**Required tasks:**
1. Answer these questions using the New Orleans passage. Answer each on its own line, marked the same way.
(a) In what year was New Orleans founded?
(b) For whom did Bienville name the city?
(c) According to the note in parentheses, which city controls the most trade from the interior?
2. Decide whether each statement agrees with the New Orleans passage. Answer yes or no and quote the words of the passage that decide it.
(a) Jean-Baptiste Le Moyne, Sieur de Bienville, founded the city.
(b) The delta sweeps away an acre of land every day.
(c) New Orleans became the city of the continent that Bienville intended.
3. Reproduce the part of the New Orleans passage starting with "New Orleans Has a Name" and going on through "window but stopped.", without changing a word.

**Text block:**
══════════

New Orleans Has a Name
Jason: dad told me a story yesterday about a girl he knew in new orleans back in '84. She was screaming about slitting her wrists with a knife in her hand when the other guy she was fucking shows up at the place and dad and the guy get into a fistfight while the bitch is shrieking in the background. He says he almost threw him out a third story window but stopped.
Jason: the problem with new orleans is that there's not enough water
Jason: i love new orleans
New Orleans has an ancient imperial name. It comes from the Roman Emperors, and then from before the earliest histories of the written word.
New Orleans was founded in 1718, The Crescent City, past a bend in the Mississippi, past the “English Turn", on a most dismal swamp, by Jean-Baptiste Le Moyne, Sieur de Bienville, where the river flows West to East. The city sits at the rim of the Gulf Coast where the land pours into the sea. It is a city prone to hurricanes and floods and mosquitos; the delta sweeps away an acre of land every hour. But it was at the mouth of the Missippi, the Great American River, that Bienville planned to plant a major city. And New Orleans, the Queen of the South, was always intended to be a major city. The port of New Orleans would control all river trade coming out of the continent. This new city would surely secure the glories of Louisiana for France. Bienville named it for Philippe II, the Duke of Orleans, the regent of the Kingdom of France.
(New Orleans never actually became the city of the continent Bienville intended. The city that controls the most trade from the interior is New York, from the end of the Erie Canal, a story for another day.)

══════════

**Information shown:**

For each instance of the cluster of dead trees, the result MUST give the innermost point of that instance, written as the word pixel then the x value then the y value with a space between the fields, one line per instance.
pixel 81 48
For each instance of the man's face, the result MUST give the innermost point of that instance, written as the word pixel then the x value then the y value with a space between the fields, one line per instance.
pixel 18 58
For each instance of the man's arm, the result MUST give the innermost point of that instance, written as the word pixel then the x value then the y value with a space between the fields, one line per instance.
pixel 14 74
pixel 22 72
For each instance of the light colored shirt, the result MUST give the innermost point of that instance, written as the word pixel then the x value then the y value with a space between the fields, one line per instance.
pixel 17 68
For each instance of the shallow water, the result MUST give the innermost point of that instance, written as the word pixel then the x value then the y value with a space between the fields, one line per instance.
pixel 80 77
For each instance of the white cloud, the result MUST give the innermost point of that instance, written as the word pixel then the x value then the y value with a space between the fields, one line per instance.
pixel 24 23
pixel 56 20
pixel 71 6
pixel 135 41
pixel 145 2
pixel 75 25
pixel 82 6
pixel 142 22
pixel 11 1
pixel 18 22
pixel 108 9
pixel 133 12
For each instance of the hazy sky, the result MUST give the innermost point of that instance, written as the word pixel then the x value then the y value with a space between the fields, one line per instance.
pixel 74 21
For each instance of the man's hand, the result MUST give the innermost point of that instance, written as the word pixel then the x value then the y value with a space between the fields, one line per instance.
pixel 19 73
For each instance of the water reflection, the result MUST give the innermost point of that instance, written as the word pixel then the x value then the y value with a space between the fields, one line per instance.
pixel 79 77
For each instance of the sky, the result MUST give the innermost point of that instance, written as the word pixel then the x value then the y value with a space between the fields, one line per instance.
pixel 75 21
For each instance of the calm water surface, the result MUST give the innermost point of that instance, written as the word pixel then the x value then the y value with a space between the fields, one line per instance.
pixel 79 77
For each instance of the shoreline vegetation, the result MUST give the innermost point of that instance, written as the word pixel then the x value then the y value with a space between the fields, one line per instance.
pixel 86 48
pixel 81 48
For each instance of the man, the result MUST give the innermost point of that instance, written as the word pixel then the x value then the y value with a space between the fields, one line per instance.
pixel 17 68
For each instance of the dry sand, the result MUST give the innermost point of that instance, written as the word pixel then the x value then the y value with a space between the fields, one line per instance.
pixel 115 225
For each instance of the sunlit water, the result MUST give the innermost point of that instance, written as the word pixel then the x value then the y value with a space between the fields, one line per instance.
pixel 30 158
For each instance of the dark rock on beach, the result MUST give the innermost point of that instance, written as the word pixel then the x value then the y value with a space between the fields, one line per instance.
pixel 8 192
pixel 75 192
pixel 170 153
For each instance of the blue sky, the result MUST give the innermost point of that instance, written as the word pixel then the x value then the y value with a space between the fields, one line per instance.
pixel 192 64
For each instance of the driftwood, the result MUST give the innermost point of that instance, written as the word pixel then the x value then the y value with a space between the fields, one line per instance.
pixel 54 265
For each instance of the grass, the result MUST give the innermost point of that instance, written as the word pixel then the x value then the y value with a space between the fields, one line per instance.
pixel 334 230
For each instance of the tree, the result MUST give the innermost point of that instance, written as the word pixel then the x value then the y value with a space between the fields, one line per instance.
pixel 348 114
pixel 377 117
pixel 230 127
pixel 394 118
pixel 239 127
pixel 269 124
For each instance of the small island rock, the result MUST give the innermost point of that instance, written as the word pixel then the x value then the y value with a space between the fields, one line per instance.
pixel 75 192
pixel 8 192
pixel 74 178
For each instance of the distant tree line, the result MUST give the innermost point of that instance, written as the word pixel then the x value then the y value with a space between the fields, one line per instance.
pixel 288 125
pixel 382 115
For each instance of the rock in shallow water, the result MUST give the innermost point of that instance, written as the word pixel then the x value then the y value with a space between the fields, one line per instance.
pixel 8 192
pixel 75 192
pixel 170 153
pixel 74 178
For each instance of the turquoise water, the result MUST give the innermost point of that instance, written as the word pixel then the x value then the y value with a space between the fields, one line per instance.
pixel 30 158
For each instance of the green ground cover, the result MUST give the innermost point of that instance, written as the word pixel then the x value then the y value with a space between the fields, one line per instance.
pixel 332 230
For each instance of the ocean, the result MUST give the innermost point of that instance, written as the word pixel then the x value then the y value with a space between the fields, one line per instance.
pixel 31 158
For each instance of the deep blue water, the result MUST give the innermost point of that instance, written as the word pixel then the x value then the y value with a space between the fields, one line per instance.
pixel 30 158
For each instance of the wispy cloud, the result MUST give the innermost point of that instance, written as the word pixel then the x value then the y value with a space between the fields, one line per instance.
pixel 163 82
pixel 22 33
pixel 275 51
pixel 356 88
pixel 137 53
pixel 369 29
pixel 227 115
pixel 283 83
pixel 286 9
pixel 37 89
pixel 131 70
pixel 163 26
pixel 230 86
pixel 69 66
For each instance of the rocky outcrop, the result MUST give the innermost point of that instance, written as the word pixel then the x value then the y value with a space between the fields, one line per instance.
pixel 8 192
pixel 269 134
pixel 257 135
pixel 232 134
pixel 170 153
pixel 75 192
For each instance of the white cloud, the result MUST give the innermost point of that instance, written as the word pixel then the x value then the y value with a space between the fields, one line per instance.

══════════

**Responses by task:**
1.
(a) 1718
(b) Philippe II, the Duke of Orleans, the regent of the Kingdom of France
(c) New York

2.
(a) Yes: "by Jean-Baptiste Le Moyne, Sieur de Bienville"
(b) No: "the delta sweeps away an acre of land every hour"
(c) No: "New Orleans never actually became the city of the continent Bienville intended."

3.
New Orleans Has a Name
Jason: dad told me a story yesterday about a girl he knew in new orleans back in '84. She was screaming about slitting her wrists with a knife in her hand when the other guy she was fucking shows up at the place and dad and the guy get into a fistfight while the bitch is shrieking in the background. He says he almost threw him out a third story window but stopped.